Complete the following —
a. From the article about Belfast primary schools and traditional Irish music, list every Belfast city centre school it names, with the area given for each.
b. Answer these questions from the article about Belfast primary schools and traditional Irish music:
(i) How many of the 17 children in the St Malachy's trad music group are from backgrounds other than Irish?
(ii) Where was the showcase event held?
(iii) Which instrument did the St Malachy's group choose for this performance?

Belfast primary schools embrace traditional Irish music in diverse showcase event
Traditional Irish music is being embraced by children from all backgrounds, particularly in the most diverse areas of the north.
Of the 17 children in the trad music group from St Malachy's Primary School in the Market area of Belfast, 16 are from backgrounds other than Irish, largely from India.
It does reflect the overall demographic of the city centre school with many of the parents recent immigrants working for BT or other large companies based in Belfast, said Sinead Rafferty, the school's music co-ordinator.
Ten schools, 200 pupils, took part in the event at 2 Royal Avenue, the city centre arts space. But five or six told the organisers they were not quite ready to perform after the disruption caused by the Covid pandemic, said Ray Morgan, chair of the music school.
Rebuilding after Covid is happening at St Malachy's s as the group only started in February this year, said Ms Rafferty. Prior to the pandemic, bodhrans and guitars were part of the mix but the group decided to go with tin whistles for this performance, the teacher said.
At St Malachy's, there is also an African drums ensemble that plays with the traditional musicians, with the first gig this year on St Patrick's Day. "We do encourage and celebrate all the cultures," said Ms Rafferty.
The very large number from diverse backgrounds is somewhat unique to a number of Belfast city centre schools, including Botanic in the Holyland area and Blythefield off Sandy Row.
The Glengormley school of music "will definitely be facilitating another performance opportunity next year," said Mr Morgan.

Entries contained in a dataset:
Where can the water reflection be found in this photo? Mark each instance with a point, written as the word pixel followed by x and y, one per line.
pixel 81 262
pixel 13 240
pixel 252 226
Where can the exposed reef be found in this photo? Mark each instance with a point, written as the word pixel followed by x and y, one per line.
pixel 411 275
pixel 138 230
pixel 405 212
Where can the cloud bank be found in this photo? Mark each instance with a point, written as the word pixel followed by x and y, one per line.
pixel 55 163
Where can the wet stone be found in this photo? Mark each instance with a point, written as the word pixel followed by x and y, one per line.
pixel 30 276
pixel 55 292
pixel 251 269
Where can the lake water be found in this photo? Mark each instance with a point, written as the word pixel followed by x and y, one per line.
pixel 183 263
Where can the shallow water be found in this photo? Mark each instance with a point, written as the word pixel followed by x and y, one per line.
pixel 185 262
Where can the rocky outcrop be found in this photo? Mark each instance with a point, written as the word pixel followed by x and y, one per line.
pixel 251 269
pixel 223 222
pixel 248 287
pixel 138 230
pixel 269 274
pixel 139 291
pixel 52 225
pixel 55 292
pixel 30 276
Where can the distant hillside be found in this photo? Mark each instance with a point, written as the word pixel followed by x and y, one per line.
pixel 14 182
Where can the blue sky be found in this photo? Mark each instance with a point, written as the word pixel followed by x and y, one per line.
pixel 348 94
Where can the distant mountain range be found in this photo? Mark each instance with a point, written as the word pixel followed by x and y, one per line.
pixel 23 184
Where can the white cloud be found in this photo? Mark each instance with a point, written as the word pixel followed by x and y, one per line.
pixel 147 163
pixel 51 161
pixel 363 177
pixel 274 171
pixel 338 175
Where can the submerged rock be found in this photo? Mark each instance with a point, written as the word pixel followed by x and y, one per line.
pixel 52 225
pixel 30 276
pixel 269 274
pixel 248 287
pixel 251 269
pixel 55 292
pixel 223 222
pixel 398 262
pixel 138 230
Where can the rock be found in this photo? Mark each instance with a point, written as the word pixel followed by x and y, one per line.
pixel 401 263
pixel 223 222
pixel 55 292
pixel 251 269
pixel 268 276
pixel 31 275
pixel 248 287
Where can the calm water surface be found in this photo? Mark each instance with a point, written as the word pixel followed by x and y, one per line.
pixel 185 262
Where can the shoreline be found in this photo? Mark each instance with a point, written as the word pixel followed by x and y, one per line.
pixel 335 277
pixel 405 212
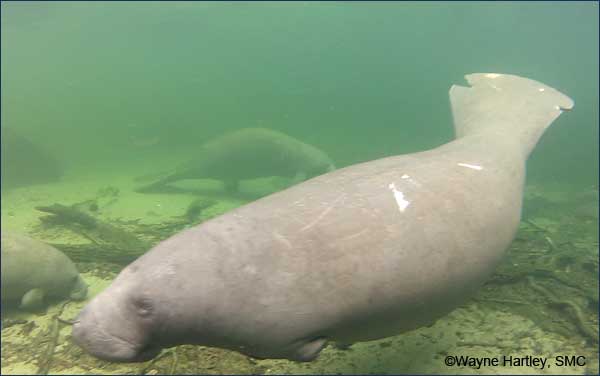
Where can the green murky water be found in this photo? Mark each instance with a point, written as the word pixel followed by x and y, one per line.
pixel 101 98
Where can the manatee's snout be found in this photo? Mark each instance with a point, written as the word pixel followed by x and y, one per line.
pixel 111 336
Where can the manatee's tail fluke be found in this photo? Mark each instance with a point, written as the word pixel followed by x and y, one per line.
pixel 506 103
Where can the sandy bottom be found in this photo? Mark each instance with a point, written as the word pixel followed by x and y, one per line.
pixel 473 330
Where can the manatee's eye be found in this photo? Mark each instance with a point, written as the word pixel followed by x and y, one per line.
pixel 143 306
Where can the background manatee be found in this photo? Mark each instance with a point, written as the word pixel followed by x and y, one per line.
pixel 34 273
pixel 361 253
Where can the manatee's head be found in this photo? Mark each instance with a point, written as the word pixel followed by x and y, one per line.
pixel 119 323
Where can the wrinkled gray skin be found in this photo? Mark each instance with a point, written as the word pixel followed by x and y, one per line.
pixel 361 253
pixel 34 273
pixel 247 154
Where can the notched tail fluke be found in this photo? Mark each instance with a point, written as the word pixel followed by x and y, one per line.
pixel 504 100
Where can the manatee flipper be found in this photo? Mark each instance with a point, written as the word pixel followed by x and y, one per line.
pixel 310 349
pixel 32 300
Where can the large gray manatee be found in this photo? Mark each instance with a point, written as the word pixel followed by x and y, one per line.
pixel 246 154
pixel 361 253
pixel 34 272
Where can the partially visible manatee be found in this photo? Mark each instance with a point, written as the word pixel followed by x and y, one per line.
pixel 34 273
pixel 361 253
pixel 247 154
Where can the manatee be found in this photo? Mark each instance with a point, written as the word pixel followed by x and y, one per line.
pixel 246 154
pixel 361 253
pixel 34 273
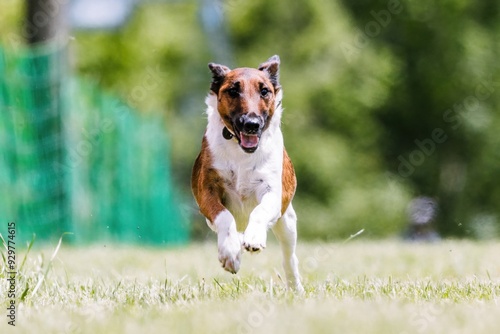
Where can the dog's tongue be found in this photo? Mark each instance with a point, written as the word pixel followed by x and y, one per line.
pixel 249 141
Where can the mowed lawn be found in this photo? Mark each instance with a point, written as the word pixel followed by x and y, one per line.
pixel 355 287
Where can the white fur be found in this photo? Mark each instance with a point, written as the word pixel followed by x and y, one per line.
pixel 253 186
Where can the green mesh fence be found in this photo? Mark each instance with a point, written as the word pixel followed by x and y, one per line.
pixel 73 159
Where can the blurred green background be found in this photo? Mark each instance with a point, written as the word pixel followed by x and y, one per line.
pixel 384 100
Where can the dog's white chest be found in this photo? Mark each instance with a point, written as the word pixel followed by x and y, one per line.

Answers to the exercise —
a.
St Malachy's Primary School, in the Market area
Botanic, in the Holyland area
Blythefield, off Sandy Row

b.
(i) 16
(ii) At 2 Royal Avenue, the city centre arts space
(iii) Tin whistles